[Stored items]
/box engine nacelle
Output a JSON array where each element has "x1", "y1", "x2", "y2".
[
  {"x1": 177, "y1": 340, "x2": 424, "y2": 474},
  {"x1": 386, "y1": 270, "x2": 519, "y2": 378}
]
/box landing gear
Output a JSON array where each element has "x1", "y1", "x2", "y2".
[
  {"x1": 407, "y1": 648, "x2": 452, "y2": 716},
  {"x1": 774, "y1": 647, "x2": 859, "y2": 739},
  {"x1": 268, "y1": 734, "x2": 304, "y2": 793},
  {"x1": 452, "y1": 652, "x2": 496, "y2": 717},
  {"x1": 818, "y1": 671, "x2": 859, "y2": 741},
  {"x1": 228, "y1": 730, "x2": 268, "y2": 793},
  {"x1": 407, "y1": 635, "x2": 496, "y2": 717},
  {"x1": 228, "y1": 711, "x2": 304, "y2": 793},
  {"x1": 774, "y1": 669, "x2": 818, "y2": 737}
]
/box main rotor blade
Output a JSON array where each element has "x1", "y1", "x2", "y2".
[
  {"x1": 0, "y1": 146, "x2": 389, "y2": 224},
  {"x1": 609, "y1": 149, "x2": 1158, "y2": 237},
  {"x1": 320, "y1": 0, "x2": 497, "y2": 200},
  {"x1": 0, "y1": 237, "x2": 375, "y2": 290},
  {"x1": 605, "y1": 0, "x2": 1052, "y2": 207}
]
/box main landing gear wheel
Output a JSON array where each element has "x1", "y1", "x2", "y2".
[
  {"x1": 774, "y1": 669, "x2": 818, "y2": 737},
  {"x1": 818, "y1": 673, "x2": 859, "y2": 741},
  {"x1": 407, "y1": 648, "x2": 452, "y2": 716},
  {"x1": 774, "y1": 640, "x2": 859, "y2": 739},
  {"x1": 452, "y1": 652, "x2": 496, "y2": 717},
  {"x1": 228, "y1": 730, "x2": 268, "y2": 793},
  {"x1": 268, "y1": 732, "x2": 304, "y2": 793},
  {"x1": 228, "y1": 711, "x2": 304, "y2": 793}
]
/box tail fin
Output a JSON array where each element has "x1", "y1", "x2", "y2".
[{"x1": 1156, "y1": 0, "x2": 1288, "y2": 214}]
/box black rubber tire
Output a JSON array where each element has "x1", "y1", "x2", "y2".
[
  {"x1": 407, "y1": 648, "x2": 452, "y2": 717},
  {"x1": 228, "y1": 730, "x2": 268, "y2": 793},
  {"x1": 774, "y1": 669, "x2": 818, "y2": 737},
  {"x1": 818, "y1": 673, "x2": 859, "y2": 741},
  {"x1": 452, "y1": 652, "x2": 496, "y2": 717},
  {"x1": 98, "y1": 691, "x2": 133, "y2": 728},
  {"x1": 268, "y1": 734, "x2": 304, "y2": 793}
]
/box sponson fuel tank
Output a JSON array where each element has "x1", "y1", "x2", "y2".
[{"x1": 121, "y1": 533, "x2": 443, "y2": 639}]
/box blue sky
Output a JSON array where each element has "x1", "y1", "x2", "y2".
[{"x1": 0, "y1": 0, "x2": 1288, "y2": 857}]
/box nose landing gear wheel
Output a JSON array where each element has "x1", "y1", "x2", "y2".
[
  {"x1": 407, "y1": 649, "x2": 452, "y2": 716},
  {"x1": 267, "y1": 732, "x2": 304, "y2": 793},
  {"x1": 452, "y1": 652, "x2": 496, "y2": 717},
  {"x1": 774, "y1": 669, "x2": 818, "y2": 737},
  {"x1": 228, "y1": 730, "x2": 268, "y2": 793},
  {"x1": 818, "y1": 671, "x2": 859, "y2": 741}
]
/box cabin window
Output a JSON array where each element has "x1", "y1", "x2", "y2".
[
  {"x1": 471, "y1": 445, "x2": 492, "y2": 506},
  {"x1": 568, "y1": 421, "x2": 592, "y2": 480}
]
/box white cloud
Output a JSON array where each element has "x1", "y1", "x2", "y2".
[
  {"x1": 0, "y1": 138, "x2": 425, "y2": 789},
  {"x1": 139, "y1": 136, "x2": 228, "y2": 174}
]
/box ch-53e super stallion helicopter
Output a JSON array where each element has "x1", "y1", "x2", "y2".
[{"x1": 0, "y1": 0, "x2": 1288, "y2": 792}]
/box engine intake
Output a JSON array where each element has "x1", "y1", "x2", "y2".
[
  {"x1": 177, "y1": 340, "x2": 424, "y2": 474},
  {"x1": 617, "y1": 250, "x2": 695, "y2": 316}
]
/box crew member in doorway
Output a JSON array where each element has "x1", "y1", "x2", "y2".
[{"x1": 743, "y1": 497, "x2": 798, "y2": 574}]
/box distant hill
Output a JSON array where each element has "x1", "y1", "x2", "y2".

◆ **Instructions for the task**
List each line in the material above that contains the string "wheel", treating uppercase and lowercase letters as different.

◆ **Full solution**
/box main landing gear wheel
/box nose landing gear wheel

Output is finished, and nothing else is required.